Record extracts =
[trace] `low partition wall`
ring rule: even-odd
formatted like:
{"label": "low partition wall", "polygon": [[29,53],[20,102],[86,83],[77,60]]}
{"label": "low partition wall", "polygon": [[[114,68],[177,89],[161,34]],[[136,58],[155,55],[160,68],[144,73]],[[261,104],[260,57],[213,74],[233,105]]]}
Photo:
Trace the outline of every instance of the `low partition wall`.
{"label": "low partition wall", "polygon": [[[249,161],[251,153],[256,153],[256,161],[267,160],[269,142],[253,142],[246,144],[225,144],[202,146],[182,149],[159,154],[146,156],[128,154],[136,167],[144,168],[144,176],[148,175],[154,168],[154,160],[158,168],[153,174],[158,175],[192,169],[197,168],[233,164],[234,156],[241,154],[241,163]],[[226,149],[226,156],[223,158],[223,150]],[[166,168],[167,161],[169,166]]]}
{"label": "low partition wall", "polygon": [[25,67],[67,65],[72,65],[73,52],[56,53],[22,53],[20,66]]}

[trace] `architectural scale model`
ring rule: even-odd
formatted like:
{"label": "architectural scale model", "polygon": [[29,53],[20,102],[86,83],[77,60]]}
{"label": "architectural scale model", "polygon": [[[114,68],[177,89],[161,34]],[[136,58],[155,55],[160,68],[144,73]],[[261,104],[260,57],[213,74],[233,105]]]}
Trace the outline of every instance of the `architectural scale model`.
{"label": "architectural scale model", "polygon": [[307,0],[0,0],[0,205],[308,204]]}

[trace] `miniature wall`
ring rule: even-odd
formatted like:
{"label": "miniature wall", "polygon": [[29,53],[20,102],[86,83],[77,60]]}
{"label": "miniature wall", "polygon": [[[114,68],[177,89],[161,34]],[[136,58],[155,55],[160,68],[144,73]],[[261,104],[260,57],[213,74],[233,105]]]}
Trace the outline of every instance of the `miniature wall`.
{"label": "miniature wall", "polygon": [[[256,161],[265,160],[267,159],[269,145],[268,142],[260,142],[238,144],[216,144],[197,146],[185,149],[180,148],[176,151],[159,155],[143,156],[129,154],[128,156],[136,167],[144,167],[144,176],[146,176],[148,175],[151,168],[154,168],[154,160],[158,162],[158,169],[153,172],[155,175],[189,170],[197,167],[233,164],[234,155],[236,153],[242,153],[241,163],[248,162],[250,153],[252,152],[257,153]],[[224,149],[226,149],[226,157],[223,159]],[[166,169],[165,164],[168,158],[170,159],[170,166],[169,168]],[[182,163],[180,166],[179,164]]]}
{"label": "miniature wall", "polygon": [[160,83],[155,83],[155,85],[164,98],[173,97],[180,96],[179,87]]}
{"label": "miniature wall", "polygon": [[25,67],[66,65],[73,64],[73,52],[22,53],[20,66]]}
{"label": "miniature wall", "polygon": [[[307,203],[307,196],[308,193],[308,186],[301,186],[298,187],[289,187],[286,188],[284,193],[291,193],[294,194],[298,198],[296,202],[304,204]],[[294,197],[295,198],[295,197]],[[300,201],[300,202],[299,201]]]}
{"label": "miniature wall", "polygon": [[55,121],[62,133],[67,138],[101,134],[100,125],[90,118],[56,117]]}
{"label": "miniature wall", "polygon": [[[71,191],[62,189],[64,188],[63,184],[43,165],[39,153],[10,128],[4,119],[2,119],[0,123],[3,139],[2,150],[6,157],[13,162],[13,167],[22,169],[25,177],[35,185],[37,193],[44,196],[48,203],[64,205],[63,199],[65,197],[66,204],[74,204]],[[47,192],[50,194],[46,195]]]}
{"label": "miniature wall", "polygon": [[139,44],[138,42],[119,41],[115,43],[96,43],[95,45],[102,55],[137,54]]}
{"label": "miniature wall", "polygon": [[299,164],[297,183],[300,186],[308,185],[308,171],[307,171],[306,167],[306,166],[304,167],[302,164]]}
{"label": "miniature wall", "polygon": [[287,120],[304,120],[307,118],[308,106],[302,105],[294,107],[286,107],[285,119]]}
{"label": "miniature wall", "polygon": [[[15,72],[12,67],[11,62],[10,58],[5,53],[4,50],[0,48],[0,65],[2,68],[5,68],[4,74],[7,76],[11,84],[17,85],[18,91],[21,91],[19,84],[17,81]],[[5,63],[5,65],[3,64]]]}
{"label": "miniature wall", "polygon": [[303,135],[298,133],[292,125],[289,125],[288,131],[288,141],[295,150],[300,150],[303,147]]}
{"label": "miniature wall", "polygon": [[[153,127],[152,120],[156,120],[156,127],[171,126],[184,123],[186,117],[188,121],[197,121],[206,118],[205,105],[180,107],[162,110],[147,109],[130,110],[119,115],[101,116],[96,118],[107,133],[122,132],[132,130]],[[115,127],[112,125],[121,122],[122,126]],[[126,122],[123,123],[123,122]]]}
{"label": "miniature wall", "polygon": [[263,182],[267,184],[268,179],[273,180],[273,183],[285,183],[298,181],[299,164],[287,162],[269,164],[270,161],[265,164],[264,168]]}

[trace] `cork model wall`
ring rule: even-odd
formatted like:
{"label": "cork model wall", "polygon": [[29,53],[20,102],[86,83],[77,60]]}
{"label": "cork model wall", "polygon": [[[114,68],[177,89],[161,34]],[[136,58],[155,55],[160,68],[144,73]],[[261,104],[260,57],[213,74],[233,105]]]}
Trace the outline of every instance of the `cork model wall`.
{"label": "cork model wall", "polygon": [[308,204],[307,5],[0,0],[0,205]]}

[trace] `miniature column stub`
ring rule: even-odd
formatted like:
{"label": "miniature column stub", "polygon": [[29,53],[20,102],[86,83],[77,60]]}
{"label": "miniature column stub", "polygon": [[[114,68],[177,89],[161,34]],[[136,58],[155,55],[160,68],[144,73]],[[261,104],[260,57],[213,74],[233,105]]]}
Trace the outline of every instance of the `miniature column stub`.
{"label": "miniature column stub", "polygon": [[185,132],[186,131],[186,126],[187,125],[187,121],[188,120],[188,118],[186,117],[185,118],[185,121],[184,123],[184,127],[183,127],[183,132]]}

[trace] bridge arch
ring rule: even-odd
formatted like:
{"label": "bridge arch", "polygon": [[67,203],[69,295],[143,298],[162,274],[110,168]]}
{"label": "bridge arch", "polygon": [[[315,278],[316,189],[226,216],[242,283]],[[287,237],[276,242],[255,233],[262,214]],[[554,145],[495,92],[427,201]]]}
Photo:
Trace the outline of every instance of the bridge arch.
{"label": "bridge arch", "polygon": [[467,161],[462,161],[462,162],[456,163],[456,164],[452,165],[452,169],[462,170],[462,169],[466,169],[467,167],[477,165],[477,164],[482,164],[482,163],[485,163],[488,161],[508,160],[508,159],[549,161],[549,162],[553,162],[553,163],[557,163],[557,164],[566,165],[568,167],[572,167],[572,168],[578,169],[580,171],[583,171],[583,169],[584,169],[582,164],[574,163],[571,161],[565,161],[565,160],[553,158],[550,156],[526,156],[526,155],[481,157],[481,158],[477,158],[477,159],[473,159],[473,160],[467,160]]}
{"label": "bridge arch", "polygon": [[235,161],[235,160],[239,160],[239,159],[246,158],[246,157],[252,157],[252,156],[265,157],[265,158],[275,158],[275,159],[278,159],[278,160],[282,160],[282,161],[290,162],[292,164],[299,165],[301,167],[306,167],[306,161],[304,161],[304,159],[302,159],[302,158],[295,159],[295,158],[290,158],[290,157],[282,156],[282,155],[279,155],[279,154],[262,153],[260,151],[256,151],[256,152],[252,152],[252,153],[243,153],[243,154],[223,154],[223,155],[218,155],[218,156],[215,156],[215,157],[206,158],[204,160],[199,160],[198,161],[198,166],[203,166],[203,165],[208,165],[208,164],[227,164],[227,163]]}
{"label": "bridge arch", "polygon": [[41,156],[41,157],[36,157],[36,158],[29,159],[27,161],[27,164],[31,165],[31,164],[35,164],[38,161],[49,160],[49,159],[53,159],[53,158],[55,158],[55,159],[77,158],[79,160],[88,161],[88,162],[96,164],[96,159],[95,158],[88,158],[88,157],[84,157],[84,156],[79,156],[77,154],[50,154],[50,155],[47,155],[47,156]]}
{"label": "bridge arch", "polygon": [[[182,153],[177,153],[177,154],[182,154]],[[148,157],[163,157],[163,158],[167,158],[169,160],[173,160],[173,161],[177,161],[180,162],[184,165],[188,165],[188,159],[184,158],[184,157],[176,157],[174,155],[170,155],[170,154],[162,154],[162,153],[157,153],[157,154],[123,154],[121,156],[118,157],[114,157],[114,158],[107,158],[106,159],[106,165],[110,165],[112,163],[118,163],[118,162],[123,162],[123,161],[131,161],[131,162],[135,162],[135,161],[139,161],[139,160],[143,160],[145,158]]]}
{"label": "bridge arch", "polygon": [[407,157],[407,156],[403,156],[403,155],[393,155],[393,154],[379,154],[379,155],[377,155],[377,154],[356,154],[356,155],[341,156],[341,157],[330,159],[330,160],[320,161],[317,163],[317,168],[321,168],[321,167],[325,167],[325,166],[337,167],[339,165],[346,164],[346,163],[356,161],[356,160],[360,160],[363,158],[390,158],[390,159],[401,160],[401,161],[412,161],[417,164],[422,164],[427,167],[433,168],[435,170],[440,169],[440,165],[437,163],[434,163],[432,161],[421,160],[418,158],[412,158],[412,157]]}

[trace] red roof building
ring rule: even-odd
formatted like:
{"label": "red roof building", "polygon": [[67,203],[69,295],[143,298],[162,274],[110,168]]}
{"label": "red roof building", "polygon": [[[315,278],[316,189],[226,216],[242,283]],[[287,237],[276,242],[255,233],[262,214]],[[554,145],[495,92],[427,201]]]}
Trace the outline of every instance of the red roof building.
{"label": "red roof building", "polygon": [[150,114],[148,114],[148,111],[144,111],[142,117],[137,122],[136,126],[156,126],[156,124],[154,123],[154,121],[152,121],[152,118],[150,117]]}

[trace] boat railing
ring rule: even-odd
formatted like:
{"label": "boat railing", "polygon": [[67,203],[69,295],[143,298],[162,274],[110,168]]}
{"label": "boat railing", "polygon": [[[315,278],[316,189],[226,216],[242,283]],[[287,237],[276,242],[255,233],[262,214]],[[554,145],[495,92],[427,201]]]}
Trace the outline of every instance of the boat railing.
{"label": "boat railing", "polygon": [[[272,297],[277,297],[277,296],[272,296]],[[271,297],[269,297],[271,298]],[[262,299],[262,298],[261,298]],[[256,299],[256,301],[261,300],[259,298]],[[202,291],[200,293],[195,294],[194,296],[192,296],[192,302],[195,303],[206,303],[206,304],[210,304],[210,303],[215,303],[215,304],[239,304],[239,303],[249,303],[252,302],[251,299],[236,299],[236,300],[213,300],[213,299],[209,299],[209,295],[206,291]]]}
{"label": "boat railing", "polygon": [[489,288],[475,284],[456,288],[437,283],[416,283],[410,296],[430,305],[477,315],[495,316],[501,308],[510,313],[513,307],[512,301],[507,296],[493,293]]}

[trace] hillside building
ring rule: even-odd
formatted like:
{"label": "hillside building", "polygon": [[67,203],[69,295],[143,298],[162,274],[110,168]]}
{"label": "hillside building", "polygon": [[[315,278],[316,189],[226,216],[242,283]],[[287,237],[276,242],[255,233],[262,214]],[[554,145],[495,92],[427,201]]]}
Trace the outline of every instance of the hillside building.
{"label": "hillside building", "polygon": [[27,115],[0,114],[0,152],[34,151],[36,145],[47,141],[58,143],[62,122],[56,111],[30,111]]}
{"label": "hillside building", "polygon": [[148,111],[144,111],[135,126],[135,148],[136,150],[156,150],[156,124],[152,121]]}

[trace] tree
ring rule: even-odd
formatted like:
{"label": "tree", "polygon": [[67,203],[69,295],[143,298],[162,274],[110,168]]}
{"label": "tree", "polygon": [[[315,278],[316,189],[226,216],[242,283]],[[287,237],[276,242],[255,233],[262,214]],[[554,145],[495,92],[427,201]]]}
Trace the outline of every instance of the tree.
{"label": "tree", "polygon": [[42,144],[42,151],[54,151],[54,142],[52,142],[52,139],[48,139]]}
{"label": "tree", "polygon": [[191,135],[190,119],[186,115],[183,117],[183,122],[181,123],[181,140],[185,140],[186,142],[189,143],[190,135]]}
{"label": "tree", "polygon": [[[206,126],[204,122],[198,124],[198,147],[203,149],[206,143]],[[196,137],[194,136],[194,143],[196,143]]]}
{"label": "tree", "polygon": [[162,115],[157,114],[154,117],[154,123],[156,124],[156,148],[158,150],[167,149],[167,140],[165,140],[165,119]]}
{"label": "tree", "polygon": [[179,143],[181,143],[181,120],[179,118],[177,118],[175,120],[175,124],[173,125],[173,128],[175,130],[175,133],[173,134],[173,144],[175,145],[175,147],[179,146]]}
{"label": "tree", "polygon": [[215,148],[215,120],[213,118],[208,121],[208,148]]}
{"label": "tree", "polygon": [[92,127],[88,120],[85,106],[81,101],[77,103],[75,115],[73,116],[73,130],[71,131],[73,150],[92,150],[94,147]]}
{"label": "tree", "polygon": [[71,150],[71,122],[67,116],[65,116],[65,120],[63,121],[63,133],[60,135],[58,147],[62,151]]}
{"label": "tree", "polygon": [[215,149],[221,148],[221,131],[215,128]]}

Task objective = Extract the lines in the entries above exactly as they stand, beginning with the line that contains "[trace] red roof building" and continuing through the line that contains "Trace the outline of every instance of the red", with both of those lines included.

Response for this exercise =
[trace] red roof building
ring rule: even-odd
formatted like:
{"label": "red roof building", "polygon": [[67,203],[69,295],[143,298],[162,274],[110,168]]}
{"label": "red roof building", "polygon": [[[315,278],[316,189],[226,216],[242,283]],[[287,237],[276,242],[255,233],[262,214]],[[554,145],[495,92],[427,201]]]}
Trace the outline of every instance of the red roof building.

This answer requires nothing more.